Directions for this task:
Update the lines between the one holding "Where can the necktie" and the one holding "point(91, 59)", inclusive, so that "smiling woman" becomes "laughing woman" and nothing else changes. Return only those lines.

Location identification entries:
_ _ _ _ _ _ _
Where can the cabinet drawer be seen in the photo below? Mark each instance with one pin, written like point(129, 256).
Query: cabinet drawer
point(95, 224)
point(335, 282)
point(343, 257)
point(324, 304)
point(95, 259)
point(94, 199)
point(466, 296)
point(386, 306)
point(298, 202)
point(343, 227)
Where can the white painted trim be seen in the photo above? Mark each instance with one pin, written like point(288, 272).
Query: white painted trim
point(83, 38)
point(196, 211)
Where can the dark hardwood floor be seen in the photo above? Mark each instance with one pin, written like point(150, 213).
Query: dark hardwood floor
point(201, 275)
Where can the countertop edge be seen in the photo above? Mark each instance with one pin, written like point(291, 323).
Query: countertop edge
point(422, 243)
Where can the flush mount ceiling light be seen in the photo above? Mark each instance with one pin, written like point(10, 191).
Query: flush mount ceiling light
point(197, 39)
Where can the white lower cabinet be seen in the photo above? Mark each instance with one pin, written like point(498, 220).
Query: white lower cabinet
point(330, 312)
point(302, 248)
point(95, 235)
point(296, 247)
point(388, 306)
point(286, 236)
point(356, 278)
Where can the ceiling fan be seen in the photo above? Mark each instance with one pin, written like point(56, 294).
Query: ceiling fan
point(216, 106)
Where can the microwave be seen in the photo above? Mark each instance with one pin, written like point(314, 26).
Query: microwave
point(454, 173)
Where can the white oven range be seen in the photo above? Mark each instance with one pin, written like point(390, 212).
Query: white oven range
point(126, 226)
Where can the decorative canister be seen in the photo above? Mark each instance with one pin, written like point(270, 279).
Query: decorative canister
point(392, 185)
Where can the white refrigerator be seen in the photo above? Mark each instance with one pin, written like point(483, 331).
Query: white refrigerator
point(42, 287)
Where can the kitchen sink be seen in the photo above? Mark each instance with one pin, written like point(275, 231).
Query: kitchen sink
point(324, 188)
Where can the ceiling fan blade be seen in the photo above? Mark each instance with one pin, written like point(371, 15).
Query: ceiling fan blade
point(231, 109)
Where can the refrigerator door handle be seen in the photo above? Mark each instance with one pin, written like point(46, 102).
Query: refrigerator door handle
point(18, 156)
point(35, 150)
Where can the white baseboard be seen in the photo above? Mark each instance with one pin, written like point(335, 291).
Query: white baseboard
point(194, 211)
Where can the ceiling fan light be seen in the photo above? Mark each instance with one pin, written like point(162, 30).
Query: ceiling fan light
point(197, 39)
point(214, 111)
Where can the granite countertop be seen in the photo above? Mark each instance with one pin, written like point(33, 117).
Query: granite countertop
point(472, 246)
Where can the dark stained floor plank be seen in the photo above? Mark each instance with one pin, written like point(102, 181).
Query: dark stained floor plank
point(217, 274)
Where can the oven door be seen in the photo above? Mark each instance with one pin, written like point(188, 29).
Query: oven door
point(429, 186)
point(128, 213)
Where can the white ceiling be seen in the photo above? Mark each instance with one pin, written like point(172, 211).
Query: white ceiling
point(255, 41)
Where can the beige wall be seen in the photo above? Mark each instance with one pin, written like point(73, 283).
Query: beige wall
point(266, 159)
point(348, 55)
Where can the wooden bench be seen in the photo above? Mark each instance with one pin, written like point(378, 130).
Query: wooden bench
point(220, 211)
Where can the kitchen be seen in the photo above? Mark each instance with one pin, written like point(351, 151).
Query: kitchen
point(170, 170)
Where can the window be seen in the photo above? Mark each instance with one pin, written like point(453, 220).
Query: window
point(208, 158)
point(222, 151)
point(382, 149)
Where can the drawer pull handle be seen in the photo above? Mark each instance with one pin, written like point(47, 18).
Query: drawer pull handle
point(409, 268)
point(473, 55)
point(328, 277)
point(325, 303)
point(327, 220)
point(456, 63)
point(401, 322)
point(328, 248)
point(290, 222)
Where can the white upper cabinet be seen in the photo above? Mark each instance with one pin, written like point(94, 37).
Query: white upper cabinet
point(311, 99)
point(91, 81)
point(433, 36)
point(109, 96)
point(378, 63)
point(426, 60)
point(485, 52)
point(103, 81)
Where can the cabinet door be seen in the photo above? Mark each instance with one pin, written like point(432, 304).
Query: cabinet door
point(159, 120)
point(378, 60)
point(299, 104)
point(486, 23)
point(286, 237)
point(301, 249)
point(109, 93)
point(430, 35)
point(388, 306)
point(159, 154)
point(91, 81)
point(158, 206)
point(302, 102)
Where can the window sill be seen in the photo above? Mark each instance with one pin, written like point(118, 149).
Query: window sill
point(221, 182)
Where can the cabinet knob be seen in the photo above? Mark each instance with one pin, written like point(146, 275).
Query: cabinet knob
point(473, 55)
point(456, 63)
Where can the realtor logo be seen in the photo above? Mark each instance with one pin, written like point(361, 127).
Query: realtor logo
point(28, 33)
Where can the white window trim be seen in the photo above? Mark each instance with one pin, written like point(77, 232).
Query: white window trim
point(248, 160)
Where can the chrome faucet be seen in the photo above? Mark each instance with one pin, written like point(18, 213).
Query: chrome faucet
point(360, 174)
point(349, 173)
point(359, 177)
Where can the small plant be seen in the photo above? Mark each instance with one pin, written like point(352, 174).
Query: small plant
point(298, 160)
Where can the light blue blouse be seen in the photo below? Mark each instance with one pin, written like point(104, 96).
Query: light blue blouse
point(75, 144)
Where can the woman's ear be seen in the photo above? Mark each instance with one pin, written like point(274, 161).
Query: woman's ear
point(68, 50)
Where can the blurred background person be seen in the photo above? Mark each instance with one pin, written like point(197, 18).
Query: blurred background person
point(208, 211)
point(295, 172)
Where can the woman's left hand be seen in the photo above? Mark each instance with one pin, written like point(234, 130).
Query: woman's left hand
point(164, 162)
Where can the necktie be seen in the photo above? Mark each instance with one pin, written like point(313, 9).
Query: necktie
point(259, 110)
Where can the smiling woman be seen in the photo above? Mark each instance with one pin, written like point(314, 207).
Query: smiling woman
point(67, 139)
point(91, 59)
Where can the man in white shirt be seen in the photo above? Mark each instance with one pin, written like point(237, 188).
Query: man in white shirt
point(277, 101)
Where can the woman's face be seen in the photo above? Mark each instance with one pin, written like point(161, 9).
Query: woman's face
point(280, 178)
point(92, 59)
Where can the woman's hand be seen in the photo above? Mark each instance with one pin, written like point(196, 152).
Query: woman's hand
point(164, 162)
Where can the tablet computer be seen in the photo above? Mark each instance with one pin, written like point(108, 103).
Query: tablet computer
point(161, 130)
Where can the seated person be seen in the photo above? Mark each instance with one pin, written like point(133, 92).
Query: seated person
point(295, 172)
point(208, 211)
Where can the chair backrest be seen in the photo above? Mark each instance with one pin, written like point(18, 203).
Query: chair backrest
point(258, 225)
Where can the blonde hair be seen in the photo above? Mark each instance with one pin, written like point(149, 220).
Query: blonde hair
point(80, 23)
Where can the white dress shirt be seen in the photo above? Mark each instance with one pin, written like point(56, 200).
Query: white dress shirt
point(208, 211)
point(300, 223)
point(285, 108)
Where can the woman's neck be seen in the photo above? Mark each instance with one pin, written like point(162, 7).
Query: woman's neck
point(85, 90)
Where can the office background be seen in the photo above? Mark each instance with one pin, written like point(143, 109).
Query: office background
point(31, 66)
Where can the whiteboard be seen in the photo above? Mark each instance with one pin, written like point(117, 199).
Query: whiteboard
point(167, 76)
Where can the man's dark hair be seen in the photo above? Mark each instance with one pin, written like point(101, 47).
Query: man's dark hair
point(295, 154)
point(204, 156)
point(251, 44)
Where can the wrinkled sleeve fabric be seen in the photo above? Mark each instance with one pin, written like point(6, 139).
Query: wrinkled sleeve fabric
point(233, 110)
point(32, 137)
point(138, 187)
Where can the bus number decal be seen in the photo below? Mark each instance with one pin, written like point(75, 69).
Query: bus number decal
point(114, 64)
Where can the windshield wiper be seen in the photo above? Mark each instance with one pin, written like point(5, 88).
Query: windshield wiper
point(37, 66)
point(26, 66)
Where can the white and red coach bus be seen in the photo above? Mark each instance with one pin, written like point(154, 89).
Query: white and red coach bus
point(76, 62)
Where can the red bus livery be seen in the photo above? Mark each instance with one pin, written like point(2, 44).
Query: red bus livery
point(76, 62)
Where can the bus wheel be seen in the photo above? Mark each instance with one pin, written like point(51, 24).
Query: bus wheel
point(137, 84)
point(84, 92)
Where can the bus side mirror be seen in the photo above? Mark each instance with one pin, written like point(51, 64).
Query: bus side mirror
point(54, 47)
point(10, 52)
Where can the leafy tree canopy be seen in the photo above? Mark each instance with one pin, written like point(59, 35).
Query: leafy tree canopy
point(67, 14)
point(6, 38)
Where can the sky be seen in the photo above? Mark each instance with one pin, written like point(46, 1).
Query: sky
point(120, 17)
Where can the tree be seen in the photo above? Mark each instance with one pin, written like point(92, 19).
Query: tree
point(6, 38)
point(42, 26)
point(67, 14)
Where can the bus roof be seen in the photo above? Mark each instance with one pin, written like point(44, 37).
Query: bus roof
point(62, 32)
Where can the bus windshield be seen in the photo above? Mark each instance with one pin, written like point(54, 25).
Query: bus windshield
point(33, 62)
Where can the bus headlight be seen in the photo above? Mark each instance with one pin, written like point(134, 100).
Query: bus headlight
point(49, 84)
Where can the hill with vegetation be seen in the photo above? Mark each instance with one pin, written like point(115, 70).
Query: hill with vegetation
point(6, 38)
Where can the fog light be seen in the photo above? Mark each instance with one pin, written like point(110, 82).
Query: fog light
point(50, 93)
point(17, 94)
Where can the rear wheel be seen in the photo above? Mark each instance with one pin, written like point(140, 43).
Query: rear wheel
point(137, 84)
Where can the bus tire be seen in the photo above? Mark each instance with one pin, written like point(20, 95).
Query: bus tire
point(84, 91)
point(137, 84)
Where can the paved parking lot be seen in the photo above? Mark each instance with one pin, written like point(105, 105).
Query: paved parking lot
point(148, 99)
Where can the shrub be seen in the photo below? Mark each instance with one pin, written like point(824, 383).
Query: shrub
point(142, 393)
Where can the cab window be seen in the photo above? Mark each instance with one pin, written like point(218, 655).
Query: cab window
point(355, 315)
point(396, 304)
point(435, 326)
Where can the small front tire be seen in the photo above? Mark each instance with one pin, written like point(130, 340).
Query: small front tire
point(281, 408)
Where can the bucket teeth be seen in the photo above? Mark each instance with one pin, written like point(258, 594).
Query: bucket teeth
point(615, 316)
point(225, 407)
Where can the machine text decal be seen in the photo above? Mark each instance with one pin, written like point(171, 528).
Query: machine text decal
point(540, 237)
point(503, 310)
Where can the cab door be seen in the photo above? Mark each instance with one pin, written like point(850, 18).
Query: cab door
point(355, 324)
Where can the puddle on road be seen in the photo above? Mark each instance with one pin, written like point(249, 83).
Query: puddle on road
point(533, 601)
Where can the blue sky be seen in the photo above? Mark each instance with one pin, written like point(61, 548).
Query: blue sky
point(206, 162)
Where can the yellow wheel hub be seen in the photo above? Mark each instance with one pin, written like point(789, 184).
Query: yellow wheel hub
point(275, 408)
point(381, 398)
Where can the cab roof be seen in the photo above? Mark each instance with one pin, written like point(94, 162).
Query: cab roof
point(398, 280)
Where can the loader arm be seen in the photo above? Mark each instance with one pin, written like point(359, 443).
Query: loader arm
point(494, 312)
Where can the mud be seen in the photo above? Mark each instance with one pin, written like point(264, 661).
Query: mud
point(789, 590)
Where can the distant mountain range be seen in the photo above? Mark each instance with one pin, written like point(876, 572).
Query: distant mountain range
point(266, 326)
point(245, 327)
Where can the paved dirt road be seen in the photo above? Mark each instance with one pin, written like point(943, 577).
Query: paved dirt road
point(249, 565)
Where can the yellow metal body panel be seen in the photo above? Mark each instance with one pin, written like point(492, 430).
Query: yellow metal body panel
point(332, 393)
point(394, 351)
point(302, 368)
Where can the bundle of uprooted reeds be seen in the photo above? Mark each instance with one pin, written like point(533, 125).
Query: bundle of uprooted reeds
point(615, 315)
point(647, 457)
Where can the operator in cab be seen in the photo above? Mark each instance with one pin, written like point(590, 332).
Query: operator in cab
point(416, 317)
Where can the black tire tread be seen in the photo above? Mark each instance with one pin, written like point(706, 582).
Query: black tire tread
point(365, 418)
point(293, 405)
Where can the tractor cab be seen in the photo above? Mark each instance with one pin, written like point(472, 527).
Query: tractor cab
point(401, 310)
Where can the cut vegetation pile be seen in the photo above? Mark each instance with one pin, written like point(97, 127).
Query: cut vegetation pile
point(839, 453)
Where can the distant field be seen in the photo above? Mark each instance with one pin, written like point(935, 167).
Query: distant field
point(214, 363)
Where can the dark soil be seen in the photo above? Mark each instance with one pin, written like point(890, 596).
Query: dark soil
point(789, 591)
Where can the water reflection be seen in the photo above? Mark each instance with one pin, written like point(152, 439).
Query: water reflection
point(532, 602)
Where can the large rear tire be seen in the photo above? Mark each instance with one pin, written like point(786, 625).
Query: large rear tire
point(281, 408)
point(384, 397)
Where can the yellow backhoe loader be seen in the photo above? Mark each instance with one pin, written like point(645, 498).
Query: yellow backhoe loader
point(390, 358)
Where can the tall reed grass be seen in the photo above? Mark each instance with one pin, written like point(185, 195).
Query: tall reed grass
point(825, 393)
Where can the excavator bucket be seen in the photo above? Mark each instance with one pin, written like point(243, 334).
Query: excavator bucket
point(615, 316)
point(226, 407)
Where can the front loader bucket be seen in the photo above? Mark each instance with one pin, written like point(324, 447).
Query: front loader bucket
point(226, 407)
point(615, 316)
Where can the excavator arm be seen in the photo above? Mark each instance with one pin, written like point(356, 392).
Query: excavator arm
_ _ _ _ _ _ _
Exercise response:
Where can the necktie be seen in the photo above? Mark each instance with one pin, written like point(313, 9).
Query: necktie
point(259, 110)
Where can the laughing woman be seen in the photo above? Mark each instance with one pin, written like point(314, 207).
Query: laughing woman
point(67, 139)
point(91, 59)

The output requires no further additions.